* WHAT TO DO *
Look through the records and copy every line in which "instance" appears.
[MATERIAL TO PROCESS — start]
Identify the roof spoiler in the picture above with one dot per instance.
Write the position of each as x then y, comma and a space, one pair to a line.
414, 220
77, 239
[MATERIAL TO PROCESS — finish]
[MATERIAL TO PROCESS — start]
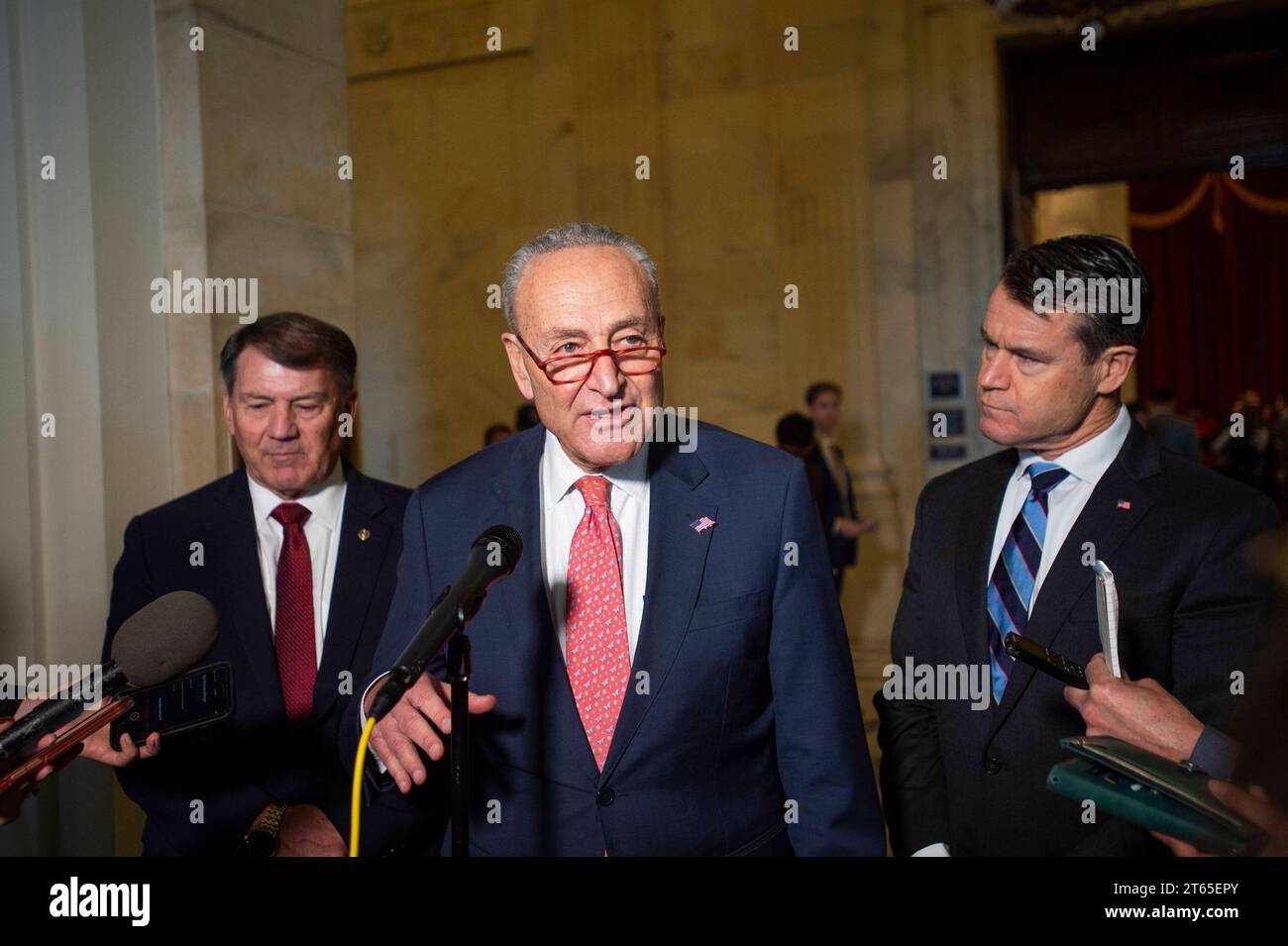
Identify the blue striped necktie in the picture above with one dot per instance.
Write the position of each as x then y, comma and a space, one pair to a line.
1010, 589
[MATERIAL TO PROCESS — finish]
* EXPECTED ANSWER *
Identify the roof spoiler in the picture above with one dot per instance.
Identify the blue striped necktie in the picture above with one dot per instance.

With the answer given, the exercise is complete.